= Work to complete =
[A] Reproduce the poultry rations text word for word, everything from "Use of rendered" down to "and other minerals.".
[B] Extend the poultry rations text, picking up right after its final sentence.

= Text =
::::::::
Use of Animal Proteins in Poultry Rations

Animal proteins obtained from the non-edible portion of cattle/poultry processing include meat meal, MBM, poultry by-product meal, feather meal and blood meal. Products may vary according to various nutritional inputs and the proportion of bone. Meat-based meals range from 50% to 65% protein and can contain up to 5% available phosphorus as well as different nutrients. Feather and blood meals can have 80% crude protein, though the amino acid profile of the protein is not well-balanced.
 

Image – Poultry Rendered Products – Blood Meal & Feather Meal

 

Protein from many of these products is highly digestible and cost-effective. Phosphorus is generally thought to be highly available although phosphorus from bone meal sources has been shown to be slightly less available than from dicalcium phosphate. However, more recent data show that there is no difference in utilization of phosphorus from animal protein meals or dicalcium phosphate.




 

Use of rendered proteins in poultry feed has many advantages. Some of the benefits of their addition are:

  • Competitive cost-wise relative to vegetable protein sources thus reducing total diet costs in most cases
  • Source of high quality protein that is highly digestible in most cases
  • May help balance out amino acid needs
  • Provides a small increase in growth rates over vegetable protein-only diets in many cases
  • Excellent source of highly available phosphorus and other minerals.
::::::::
= Supplied data =
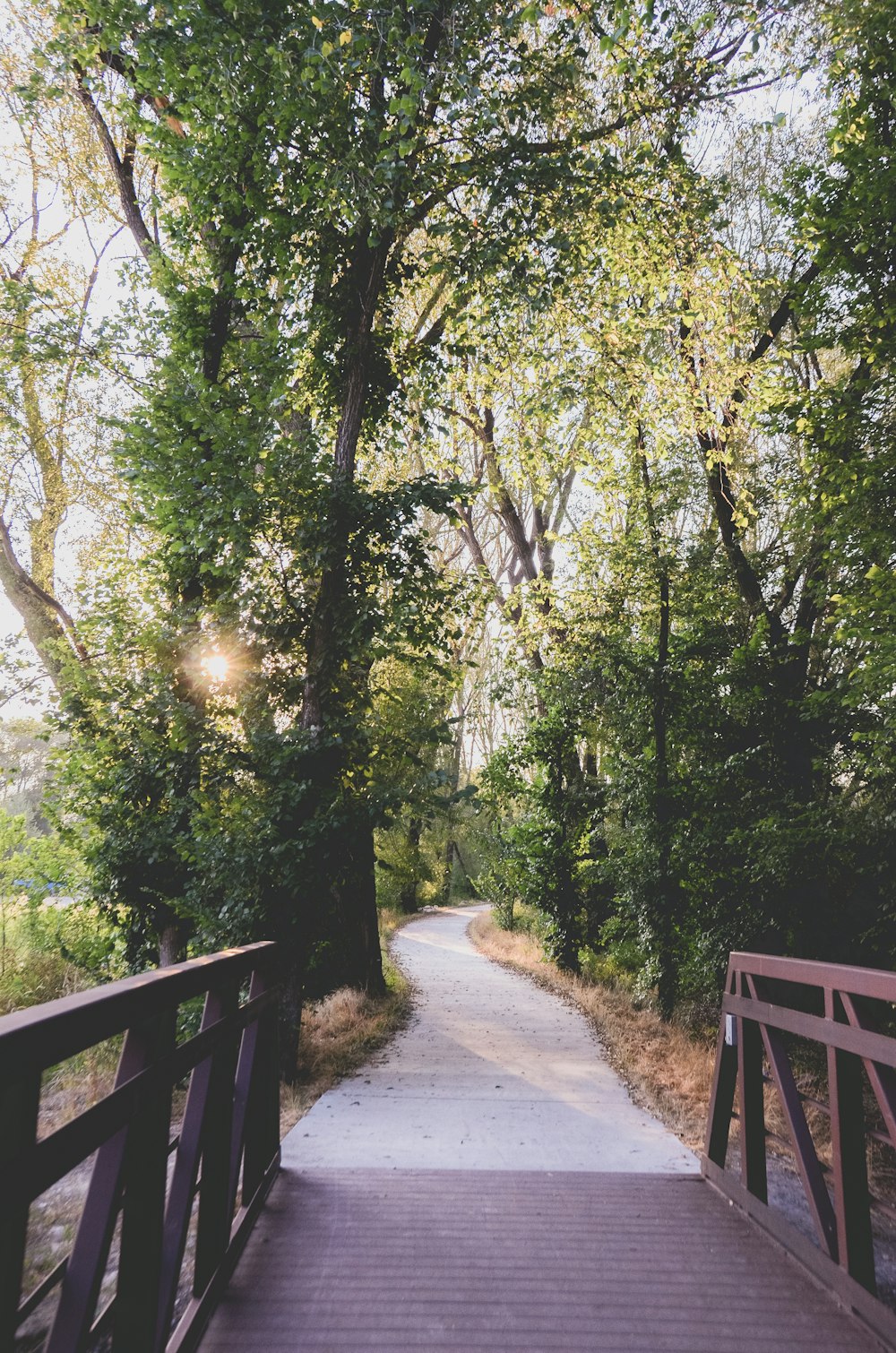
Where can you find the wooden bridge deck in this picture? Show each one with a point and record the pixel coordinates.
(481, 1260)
::::::::
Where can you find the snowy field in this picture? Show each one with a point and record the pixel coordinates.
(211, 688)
::::::::
= Answers to the problems =
[A]
Use of rendered proteins in poultry feed has many advantages. Some of the benefits of their addition are:

  • Competitive cost-wise relative to vegetable protein sources thus reducing total diet costs in most cases
  • Source of high quality protein that is highly digestible in most cases
  • May help balance out amino acid needs
  • Provides a small increase in growth rates over vegetable protein-only diets in many cases
  • Excellent source of highly available phosphorus and other minerals.

[B]
Some concerns that should be noted with utilization of rendered proteins include:

  • Poor quality control could result in decreased amino acid digestibility
  • Proper formulation methods must be used for most effective use
  • Variation of product due to material mix and/or processing methodology.

Use of rendering proteins has been limited in the past for various reasons. In old studies, it has been observed that the problem called growth depression (decrease or stop in growth) occurs when protein use exceeds certain limits (e.g. 7.5%). This is due to the reduced digestibility of many products relative to soybean meal. Older lab data show that there is almost 10% less digestible lysine in MBM than in soybean meal. Thus, as the levels of MBM increased in the diet, the level of lysine available for use by the bird decreased. Although this deficit is tried to be covered with various safety factors, it is inevitable that amino acid deficiency will develop and growth rate will decrease or stop as a result. It is possible to eliminate these problems with a more digestible formulation.

Image – Poultry Rendered Products – Meat and Bone Meal (MBM)

Rendering proteins are heavily used in most broiler and turkey diets. The most cost-effective additions are achieved by a computerized system selecting from a variety of available animal protein meals. Including multiple protein sources reduces cost, improves nutrient balance and decreases nitrogen excretion.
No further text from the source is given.